* **Document segment**:

If you or a family member has cancer, there is nothing more precious than hope.

For the past six years, the Longstreet Clinic has sponsored Harvest of Hope, a free event filled with information and entertainment, for anyone who has been touched by cancer.

This year it takes place from 9 a.m. to 2 p.m. Saturday, Oct. 20, at the Northeast Georgia History Center. Attendees can take advantage of workshops, exhibits, and screenings, all aimed at either preventing cancer or living well with the disease if you have it.

There’s no charge for anything, including lunch, but advance registration is required. Longstreet Clinic spokeswoman Jullie King said more than 100 people have already registered.

"Many people come back year after year, because there’s something new each time," she said.

No doubt one of the more popular offerings this year will be a morning presentation by Patty Wooten, a "therapeutic humorist" and international speaker.

A nurse for 37 years, Wooten attended clown school in the mid-1970s and began to incorporate humor into patient care. She has worked with Patch Adams, a physician who has promoted the health benefits of humor, and with Norman Cousins, the author who wrote about his attempts to cure his illness through comedy.

"We can’t always control the disease or the symptoms, but we can control our attitude," Wooten said Thursday from her home in California.

"In my presentation, I give people permission to laugh. If you’re able to laugh about your illness, it puts other people at ease, because they often just don’t know what to say," she said.

Wooten then presents the scientific evidence showing that patients who incorporate humor into their treatment have better outcomes.

"When I worked with Norman Cousins, he told me that laughter provided him with a gateway into a myriad of positive emotions," she said. "Research now shows that this improves the immune system."

At noon, Harvest of Hope participants will be serenaded by the Atlanta-based Shades of Pink Breast Cancer Survivors Mass Choir. The group comprises about 80 singers, ages 35 to 75, who have recovered from breast cancer. Some of their songs are composed by choir members and reflect their cancer experience.

There will also be workshops on topics such as nutrition, both during and after cancer, and how to participate in clinical trials.

In between these sessions, visitors can peruse about 20 exhibits sponsored by local medical providers and national pharmaceutical companies.

King said one innovation this year is the "Way to Quit" motivational screening by GlaxoSmithKline, aimed at demonstrating the physiological effects of smoking.

"They can give you a lung function test and a carbon monoxide screening, and also show you a facial age progression (a computer model of how smoking wrinkles the skin)," King said. "Then they will provide counseling on smoking cessation."

King said the goal of Harvest of Hope is to be "entertaining and uplifting, but also informative. We try to connect people with resources in our community and let them know that they can get outstanding care right here in Gainesville."

Dr. Charles Nash, a Longstreet oncologist who has been involved with Harvest of Hope since the beginning, said the event is almost like a family reunion for cancer patients, family members, and the doctors and nurses who help them.

"When you work with cancer patients, you develop long-term relationships," he said. "It’s wonderful that so many survivors come back to this event each year, because they are an inspiration to those who’ve been newly diagnosed. There is a hunger for support and education and community."

And for survivors, it helps them cope with the ways that cancer has changed their lives forever.

"Cancer is like any other major traumatic event. You will always carry the emotional and physical scars," Nash said.

Lines from a dataset
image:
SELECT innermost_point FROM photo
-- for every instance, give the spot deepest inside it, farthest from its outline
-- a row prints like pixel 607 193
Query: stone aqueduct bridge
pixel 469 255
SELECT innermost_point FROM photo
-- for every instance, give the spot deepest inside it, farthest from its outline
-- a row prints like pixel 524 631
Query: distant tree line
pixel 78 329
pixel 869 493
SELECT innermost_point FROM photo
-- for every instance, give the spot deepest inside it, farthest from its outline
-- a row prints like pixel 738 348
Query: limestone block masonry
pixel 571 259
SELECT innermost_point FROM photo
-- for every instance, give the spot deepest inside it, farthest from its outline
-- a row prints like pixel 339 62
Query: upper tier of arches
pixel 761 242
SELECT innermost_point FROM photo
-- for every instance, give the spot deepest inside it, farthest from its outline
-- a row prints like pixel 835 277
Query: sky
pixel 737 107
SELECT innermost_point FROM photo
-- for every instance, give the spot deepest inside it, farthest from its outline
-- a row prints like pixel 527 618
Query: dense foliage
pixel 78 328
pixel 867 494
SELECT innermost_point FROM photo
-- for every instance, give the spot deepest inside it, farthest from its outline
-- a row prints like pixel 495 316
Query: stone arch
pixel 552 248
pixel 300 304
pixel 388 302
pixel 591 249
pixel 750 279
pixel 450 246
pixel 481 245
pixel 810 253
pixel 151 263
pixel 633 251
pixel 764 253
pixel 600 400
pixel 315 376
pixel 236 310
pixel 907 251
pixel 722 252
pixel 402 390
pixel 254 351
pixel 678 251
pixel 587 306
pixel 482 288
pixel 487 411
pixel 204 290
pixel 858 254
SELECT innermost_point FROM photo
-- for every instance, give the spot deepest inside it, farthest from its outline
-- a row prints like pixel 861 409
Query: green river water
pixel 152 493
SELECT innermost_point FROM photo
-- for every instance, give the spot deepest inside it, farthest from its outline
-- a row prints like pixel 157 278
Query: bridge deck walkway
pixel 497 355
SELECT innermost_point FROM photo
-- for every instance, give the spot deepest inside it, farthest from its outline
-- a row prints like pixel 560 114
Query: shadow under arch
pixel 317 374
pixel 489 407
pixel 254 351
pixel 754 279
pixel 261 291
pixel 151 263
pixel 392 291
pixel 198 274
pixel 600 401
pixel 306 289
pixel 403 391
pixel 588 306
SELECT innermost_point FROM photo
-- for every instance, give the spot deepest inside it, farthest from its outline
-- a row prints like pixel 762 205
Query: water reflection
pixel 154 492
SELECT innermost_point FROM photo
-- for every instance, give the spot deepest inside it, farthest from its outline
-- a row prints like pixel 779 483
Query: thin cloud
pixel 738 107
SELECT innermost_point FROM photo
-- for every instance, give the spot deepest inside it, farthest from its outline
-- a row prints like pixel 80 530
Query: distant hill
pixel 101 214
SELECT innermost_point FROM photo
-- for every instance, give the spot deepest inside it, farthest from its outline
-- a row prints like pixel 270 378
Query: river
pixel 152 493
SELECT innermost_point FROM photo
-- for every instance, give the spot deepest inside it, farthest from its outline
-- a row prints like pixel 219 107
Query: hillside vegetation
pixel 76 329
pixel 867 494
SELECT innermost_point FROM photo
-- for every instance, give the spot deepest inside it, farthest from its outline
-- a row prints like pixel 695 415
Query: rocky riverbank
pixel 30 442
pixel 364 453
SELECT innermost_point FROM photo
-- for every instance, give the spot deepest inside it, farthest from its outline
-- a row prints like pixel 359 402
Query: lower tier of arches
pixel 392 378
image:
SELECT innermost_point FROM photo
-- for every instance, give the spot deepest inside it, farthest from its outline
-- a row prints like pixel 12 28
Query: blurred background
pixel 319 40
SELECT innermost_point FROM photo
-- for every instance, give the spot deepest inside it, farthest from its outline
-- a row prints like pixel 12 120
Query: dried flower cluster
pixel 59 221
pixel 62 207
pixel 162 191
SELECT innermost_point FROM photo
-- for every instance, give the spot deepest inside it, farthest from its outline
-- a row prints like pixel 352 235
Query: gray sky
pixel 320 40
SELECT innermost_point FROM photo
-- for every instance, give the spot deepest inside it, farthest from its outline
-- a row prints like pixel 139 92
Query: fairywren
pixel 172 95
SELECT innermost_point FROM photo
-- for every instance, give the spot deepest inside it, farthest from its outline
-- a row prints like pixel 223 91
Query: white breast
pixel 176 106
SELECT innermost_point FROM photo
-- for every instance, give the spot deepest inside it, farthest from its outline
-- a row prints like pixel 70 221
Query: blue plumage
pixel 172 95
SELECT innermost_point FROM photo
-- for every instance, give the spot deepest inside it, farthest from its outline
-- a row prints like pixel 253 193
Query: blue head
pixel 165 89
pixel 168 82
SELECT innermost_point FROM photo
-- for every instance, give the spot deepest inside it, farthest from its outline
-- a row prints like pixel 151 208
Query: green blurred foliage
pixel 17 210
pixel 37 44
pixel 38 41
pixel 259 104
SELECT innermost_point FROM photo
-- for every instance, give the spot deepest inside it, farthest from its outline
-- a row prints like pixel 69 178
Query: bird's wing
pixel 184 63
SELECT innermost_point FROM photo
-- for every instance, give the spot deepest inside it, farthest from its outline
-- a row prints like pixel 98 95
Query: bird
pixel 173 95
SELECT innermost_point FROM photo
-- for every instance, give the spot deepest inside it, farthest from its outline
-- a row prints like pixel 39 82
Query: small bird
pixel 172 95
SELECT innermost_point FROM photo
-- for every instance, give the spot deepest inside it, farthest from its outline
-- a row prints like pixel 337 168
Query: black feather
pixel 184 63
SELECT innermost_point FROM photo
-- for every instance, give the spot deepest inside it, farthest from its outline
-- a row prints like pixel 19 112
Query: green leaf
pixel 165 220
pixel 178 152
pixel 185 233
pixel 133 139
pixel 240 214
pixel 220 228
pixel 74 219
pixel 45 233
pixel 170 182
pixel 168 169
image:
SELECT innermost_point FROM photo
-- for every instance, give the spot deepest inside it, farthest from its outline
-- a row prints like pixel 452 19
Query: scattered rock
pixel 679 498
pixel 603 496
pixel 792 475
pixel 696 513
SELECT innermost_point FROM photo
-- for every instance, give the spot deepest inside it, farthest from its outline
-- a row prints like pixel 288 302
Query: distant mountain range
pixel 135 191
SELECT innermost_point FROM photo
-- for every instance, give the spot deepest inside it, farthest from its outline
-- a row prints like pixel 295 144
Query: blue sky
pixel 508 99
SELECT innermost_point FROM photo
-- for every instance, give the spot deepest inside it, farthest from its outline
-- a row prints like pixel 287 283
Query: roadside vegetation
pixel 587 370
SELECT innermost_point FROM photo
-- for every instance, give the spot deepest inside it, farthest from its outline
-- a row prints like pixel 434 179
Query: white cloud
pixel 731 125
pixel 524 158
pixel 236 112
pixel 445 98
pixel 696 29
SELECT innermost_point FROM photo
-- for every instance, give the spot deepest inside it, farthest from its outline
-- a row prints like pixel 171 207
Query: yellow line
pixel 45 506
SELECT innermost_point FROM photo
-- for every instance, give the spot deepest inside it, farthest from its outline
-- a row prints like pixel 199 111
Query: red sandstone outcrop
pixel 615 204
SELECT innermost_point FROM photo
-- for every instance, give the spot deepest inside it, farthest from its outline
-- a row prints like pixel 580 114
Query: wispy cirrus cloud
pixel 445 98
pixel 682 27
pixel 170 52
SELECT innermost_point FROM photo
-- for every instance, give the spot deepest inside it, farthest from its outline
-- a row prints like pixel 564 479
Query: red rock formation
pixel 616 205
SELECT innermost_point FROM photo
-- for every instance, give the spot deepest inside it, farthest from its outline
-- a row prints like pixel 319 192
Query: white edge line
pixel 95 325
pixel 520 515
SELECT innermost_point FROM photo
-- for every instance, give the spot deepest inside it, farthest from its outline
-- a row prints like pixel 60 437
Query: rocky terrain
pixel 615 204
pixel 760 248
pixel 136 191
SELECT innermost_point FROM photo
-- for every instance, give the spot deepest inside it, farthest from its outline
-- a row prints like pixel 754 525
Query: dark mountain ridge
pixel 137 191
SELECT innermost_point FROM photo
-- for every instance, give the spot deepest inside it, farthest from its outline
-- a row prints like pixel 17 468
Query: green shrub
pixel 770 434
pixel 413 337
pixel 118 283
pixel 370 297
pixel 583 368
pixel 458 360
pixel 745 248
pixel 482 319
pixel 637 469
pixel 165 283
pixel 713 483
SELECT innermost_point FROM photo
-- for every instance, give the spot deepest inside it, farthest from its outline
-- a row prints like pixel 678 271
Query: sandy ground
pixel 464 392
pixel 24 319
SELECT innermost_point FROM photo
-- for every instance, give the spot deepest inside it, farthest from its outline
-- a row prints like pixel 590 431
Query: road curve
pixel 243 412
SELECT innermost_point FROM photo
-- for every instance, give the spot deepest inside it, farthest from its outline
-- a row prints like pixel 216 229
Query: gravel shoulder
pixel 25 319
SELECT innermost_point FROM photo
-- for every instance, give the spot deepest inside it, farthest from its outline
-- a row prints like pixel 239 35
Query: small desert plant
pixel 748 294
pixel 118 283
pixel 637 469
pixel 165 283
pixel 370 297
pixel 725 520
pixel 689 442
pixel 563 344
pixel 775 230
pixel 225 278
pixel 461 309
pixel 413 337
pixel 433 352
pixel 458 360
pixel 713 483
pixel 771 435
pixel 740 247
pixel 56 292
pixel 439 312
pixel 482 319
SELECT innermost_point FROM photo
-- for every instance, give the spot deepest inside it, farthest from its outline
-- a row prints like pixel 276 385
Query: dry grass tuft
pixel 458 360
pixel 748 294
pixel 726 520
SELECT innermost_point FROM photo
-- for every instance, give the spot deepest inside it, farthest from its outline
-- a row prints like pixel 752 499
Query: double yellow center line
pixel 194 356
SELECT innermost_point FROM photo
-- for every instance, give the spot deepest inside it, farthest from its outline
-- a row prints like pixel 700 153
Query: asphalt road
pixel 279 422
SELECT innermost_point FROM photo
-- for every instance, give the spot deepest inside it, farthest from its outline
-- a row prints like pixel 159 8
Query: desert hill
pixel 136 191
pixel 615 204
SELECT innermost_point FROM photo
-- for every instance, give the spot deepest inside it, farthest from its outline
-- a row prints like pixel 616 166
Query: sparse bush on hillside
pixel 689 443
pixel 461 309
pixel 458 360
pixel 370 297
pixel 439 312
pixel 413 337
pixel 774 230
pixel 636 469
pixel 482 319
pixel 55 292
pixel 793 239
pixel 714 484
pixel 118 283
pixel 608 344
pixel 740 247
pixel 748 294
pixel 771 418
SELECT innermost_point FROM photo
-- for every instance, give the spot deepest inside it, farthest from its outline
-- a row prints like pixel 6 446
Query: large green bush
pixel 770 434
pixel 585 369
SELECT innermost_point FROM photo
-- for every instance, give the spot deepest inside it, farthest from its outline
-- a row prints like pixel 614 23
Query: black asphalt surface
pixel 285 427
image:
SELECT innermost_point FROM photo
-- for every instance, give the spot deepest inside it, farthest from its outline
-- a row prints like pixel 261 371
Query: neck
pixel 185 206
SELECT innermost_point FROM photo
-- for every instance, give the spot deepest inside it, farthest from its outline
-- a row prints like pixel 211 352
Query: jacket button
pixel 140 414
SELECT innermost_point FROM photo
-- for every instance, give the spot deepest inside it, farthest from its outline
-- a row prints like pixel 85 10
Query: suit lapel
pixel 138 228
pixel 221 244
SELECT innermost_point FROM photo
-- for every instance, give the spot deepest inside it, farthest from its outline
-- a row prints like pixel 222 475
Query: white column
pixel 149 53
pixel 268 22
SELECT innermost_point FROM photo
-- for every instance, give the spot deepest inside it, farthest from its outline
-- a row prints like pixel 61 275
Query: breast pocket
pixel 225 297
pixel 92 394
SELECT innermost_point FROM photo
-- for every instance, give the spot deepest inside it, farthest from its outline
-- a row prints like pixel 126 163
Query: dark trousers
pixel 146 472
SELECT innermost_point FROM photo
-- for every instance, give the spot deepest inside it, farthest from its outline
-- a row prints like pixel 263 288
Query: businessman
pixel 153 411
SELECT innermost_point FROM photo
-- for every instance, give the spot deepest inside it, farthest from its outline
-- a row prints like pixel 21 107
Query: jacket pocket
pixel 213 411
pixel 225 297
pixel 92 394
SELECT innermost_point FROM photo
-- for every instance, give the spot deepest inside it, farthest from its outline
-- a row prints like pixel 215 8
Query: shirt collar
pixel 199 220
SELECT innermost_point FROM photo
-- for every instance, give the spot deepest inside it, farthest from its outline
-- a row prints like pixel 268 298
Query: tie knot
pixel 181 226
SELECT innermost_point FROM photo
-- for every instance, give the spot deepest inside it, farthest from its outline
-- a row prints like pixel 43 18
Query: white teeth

* **About this exercise**: Reproduce the passage of the Harvest of Hope article that opens with the words containing "There will also" and closes with "effects of smoking.", copying it exactly.

* **Written solution**:
There will also be workshops on topics such as nutrition, both during and after cancer, and how to participate in clinical trials.

In between these sessions, visitors can peruse about 20 exhibits sponsored by local medical providers and national pharmaceutical companies.

King said one innovation this year is the "Way to Quit" motivational screening by GlaxoSmithKline, aimed at demonstrating the physiological effects of smoking.